Return the entire post below about IPv6, IPv4, and ARP on Xen, word for word and without changes.
══ Article ══
Archive for the ‘In The Field’ Category

IPv6, IPv4, and ARP on Xen for VPS

Thursday, October 9th, 2008

A little background is in order. Recently, my team released the DynDNS Spring ServerSM VPS platform based on Xen, with one of the main features being dual-stack IPv4 and IPv6 connectivity out-of-the-box. For networking the virtual servers, we’ve chosen a bridging approach, which makes it pretty easy to get IPv4 and IPv6 working; as long as all OSes involved support IPv6, it kind of “just works.”

What’s not so easy is trying to secure and lock down the individual virtual servers so they cannot interfere with one another’s network connection. The efforts spent on IPv6 also exposed some issues for IPv4 and ARP that could arise when used in a VPS environment.

Note: We’re going to get down and dirty into the technical nitty gritty, and it’s beyond the scope of this post to bring all of my readers up to speed. The faint of heart may wish to turn back now.

Problem Cases for IPv6

Two main network spoofing cases come to mind that need to be protected against for running IPv6 on Xen in a virtual private server environment:

1) A user changing the IPv6 address of their network interface to an IPv6 address we haven’t authorized them to use, or adding/aliasing additional IPv6 addresses to their network interface that they did not pay for.

2) A user changing/adding/aliasing an IPv6 address that’s in use by another customer, which can wreak all sorts of routing havoc, interfering with the ability for our customers to reliably communicate with others on the Internet.

Perhaps Luke Crawford put it best with his response to my question, “Have people already solved and dealt with IPv6 in Xen successfully (i.e., is it a non-issue at this point)? If not, I’d be happy to submit the changes and a guide to making it work and work well.” on the Xen developers email list:

Guides would be awesome. Also, if you made anti-spoof work for IPv6, that would also be awesome. I’ve had IPv6 going for a while with no problems (though the xen antispoof rules only work with IPv4), but I didn’t even need to enable IPv6 in the Dom0; it’s a layer 2 bridge, so it just works. In fact, stateless autoconfiguration even worked. I asked for an IPv6 allocation from my provider and my customers noticed it was working before I got around to doing any setup at all.
═══
══ Data entries ══
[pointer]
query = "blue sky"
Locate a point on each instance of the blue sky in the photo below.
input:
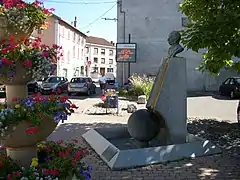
(86, 14)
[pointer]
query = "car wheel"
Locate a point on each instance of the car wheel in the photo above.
(232, 94)
(89, 92)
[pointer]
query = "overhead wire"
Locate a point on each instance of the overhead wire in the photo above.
(93, 22)
(72, 2)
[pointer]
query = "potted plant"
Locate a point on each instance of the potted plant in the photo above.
(110, 99)
(26, 120)
(19, 19)
(55, 160)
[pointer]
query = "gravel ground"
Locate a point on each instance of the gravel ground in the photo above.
(96, 109)
(225, 135)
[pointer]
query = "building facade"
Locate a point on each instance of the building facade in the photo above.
(100, 57)
(73, 43)
(149, 23)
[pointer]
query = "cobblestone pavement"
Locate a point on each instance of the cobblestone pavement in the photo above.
(219, 167)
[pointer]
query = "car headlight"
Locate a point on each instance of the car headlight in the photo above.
(55, 86)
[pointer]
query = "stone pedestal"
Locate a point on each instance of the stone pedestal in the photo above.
(22, 156)
(172, 100)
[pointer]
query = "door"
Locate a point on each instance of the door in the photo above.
(224, 88)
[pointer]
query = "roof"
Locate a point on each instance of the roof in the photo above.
(69, 25)
(97, 40)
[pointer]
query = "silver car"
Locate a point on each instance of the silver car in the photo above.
(81, 85)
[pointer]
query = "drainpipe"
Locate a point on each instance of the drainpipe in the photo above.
(124, 34)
═══
Solved problem:
Archive for the ‘In The Field’ Category

IPv6, IPv4, and ARP on Xen for VPS

Thursday, October 9th, 2008

A little background is in order. Recently, my team released the DynDNS Spring ServerSM VPS platform based on Xen, with one of the main features being dual-stack IPv4 and IPv6 connectivity out-of-the-box. For networking the virtual servers, we’ve chosen a bridging approach, which makes it pretty easy to get IPv4 and IPv6 working; as long as all OSes involved support IPv6, it kind of “just works.”

What’s not so easy is trying to secure and lock down the individual virtual servers so they cannot interfere with one another’s network connection. The efforts spent on IPv6 also exposed some issues for IPv4 and ARP that could arise when used in a VPS environment.

Note: We’re going to get down and dirty into the technical nitty gritty, and it’s beyond the scope of this post to bring all of my readers up to speed. The faint of heart may wish to turn back now.

Problem Cases for IPv6

Two main network spoofing cases come to mind that need to be protected against for running IPv6 on Xen in a virtual private server environment:

1) A user changing the IPv6 address of their network interface to an IPv6 address we haven’t authorized them to use, or adding/aliasing additional IPv6 addresses to their network interface that they did not pay for.

2) A user changing/adding/aliasing an IPv6 address that’s in use by another customer, which can wreak all sorts of routing havoc, interfering with the ability for our customers to reliably communicate with others on the Internet.

Perhaps Luke Crawford put it best with his response to my question, “Have people already solved and dealt with IPv6 in Xen successfully (i.e., is it a non-issue at this point)? If not, I’d be happy to submit the changes and a guide to making it work and work well.” on the Xen developers email list:

Guides would be awesome. Also, if you made anti-spoof work for IPv6, that would also be awesome. I’ve had IPv6 going for a while with no problems (though the xen antispoof rules only work with IPv4), but I didn’t even need to enable IPv6 in the Dom0; it’s a layer 2 bridge, so it just works. In fact, stateless autoconfiguration even worked. I asked for an IPv6 allocation from my provider and my customers noticed it was working before I got around to doing any setup at all.